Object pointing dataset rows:
++++++++

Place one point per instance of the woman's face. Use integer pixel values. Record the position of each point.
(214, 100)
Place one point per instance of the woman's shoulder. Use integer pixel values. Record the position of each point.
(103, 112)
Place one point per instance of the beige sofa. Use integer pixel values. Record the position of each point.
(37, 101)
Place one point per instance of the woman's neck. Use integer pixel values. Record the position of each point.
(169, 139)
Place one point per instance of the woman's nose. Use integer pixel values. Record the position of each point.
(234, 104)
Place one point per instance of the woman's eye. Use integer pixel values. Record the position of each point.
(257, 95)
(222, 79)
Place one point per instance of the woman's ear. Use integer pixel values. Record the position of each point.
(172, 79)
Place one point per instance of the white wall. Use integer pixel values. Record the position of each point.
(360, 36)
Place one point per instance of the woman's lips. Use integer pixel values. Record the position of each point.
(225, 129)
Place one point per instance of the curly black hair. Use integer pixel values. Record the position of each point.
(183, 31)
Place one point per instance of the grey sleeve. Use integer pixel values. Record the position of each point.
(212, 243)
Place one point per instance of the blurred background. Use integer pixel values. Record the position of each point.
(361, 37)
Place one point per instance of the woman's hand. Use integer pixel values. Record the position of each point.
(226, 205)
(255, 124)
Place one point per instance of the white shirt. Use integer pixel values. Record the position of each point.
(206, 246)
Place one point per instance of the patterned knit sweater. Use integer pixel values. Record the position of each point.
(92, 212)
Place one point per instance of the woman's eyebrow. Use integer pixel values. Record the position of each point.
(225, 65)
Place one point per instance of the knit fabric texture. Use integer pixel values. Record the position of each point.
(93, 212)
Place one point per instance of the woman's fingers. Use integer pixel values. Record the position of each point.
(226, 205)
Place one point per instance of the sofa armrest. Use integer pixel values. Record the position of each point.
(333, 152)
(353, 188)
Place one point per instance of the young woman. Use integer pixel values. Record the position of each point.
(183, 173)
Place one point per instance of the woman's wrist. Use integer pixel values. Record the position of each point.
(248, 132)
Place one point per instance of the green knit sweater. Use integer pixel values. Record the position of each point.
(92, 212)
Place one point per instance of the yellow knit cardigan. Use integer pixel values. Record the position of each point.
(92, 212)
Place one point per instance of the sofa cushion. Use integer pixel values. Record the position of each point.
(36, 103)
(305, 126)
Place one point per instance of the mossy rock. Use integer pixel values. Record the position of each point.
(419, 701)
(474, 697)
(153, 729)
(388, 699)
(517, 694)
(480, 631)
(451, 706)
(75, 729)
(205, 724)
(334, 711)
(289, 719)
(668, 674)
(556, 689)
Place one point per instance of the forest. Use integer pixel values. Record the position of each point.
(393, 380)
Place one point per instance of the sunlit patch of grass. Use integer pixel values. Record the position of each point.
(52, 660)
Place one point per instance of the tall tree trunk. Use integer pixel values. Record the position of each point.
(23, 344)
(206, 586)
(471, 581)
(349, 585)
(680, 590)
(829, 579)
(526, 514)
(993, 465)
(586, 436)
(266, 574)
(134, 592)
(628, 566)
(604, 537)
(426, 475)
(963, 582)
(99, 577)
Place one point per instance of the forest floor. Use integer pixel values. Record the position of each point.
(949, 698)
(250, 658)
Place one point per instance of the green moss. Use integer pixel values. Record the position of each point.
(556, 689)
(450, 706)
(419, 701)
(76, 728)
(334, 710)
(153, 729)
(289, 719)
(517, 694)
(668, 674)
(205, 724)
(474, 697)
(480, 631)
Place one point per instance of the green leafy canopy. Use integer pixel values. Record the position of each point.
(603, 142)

++++++++

THE REQUEST
Rescale the stretch from the line containing "Place one point per instance of the mossy" through the end of the records. Reproduce every line in that stretch, requests included, with each coordinate in the answers multiplied by 0.5 and rounded to a whole number, halves rounded up, and give nothing outside that stretch.

RESULT
Place one point per instance of the mossy rock. Use integer pixel values. Record the position of each point.
(210, 351)
(237, 349)
(77, 365)
(194, 350)
(259, 347)
(240, 316)
(226, 353)
(38, 365)
(103, 362)
(167, 356)
(145, 360)
(334, 337)
(278, 345)
Place one point per instance of the forest. Use integer pixel values. Record the position of each point.
(197, 190)
Place one point per instance of the sunlit patch of grass. Use integer pixel values. Record the position of each point.
(26, 330)
Place one point per instance of the tall tree trunk. Use integer pixel values. Record the position of each point.
(12, 172)
(103, 293)
(236, 291)
(175, 293)
(340, 295)
(415, 290)
(263, 257)
(497, 233)
(293, 218)
(133, 287)
(67, 296)
(314, 283)
(302, 269)
(213, 238)
(482, 291)
(50, 289)
Place one point per instance of the forest floor. Use integer pixel values. Record the position of each point.
(475, 349)
(125, 329)
Place one point per instance of the green moss. Use integer pixel values. Record the position of each point.
(278, 345)
(225, 353)
(210, 351)
(38, 364)
(167, 355)
(77, 365)
(145, 360)
(259, 347)
(334, 337)
(103, 362)
(237, 349)
(240, 316)
Place one point per instance of the green leafy canopy. Use integer pixel values. Record the position of each point.
(302, 71)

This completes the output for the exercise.